• **TASK REQUIREMENTS**
Scan the records for the line containing "occurrence of destination". From there through the last line, write out each line exactly.

• **GIVEN ENTRIES**
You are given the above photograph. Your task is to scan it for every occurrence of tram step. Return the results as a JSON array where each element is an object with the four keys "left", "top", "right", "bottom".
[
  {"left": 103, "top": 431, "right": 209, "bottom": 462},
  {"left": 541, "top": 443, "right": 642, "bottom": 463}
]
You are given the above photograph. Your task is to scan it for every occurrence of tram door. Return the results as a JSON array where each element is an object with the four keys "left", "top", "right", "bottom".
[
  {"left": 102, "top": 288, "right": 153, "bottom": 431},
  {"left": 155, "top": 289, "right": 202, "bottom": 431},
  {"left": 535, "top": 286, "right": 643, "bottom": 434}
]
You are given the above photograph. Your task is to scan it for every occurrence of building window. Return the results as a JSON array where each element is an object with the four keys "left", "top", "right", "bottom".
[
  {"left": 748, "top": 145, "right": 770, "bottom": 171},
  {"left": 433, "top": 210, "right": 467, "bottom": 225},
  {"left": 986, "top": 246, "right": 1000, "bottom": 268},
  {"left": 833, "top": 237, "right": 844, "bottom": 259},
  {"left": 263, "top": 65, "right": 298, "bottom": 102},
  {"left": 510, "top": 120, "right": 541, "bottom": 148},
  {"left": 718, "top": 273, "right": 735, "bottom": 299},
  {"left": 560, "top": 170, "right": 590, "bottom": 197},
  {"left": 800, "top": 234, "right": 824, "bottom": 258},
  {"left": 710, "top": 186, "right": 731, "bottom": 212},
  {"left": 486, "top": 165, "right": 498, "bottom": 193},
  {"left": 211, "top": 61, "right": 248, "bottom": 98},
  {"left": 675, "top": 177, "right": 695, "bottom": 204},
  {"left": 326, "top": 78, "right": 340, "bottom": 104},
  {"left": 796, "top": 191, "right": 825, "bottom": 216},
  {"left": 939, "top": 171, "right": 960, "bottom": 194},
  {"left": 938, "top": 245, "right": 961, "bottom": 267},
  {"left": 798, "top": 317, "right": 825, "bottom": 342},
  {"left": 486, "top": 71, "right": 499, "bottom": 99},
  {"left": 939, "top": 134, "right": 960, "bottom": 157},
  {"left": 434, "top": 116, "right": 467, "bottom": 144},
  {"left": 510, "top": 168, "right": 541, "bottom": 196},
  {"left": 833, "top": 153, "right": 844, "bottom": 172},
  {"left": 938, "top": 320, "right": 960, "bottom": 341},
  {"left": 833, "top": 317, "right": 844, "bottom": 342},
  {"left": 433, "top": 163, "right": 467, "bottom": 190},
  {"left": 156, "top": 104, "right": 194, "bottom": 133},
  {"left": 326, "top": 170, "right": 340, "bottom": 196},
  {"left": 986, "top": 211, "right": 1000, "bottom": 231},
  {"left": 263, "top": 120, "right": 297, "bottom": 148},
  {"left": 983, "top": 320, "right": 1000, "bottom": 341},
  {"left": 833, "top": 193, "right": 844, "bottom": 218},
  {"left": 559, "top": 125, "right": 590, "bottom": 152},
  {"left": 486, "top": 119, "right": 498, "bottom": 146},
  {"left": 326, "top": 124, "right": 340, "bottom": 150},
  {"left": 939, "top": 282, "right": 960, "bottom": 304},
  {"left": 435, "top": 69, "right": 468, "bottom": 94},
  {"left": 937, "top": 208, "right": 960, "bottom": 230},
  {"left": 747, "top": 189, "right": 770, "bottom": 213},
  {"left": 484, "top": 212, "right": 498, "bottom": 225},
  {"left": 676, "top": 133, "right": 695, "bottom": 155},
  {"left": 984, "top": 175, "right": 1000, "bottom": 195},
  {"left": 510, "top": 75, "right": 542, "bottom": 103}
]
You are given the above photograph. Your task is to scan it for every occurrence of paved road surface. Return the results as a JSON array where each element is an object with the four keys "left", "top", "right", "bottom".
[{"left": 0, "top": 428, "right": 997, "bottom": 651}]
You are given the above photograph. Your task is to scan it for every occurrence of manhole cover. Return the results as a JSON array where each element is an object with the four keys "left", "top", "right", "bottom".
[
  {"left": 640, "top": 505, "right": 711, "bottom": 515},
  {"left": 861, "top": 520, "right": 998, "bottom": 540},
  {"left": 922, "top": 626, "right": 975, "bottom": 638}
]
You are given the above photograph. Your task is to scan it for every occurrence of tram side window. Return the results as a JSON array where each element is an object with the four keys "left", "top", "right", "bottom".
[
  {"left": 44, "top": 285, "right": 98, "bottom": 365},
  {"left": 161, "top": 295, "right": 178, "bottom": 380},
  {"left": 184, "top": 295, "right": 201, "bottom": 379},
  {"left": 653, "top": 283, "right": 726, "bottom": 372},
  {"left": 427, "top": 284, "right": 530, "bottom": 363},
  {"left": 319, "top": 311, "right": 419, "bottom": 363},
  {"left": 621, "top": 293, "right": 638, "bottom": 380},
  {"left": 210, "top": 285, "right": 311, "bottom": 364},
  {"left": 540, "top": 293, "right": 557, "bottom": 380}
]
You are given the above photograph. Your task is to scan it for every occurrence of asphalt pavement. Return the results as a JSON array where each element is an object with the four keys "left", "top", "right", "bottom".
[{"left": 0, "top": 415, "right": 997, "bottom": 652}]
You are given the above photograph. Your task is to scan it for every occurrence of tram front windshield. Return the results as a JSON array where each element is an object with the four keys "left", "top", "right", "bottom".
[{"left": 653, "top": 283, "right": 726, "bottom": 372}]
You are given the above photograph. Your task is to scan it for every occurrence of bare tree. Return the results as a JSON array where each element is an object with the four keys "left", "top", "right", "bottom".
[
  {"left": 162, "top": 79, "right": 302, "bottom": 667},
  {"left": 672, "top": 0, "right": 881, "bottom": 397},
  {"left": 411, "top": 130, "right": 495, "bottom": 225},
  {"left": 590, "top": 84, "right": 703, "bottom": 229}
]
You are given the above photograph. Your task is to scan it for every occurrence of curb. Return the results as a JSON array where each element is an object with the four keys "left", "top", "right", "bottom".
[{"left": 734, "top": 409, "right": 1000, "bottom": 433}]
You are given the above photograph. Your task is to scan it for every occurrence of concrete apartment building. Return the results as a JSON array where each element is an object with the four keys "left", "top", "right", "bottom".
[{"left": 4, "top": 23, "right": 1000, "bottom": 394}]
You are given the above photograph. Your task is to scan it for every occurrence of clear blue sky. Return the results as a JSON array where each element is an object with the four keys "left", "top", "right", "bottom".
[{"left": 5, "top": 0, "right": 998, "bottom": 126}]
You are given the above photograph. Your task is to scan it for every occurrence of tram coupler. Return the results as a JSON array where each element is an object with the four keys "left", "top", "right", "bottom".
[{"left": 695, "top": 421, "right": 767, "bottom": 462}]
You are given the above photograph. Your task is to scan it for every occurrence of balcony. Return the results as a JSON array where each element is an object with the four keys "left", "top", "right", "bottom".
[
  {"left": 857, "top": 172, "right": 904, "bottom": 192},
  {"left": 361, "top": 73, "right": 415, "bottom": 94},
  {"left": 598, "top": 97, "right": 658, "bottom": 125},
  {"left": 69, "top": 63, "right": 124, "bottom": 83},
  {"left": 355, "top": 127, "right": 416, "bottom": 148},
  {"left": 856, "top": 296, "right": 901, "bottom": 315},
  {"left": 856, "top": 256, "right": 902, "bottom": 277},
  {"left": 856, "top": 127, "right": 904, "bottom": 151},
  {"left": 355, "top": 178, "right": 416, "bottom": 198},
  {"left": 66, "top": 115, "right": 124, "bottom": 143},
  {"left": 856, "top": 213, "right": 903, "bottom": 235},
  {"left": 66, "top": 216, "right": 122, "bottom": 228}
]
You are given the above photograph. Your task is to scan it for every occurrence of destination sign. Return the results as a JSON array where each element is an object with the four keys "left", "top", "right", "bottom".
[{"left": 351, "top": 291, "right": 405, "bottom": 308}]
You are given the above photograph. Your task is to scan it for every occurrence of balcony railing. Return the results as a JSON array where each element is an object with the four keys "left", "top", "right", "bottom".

• **ANSWER BOX**
You are given the above photograph. Your task is to scan it for every occurrence of destination sign. Return the results as a JSON array where each element is an object with the four keys "left", "top", "right", "bottom".
[{"left": 351, "top": 291, "right": 405, "bottom": 308}]
You are given the above photograph. Your task is to scan it for every occurrence of balcony railing. Return the results as a JSON array where each element is an object with the four keys "left", "top", "right", "bottom".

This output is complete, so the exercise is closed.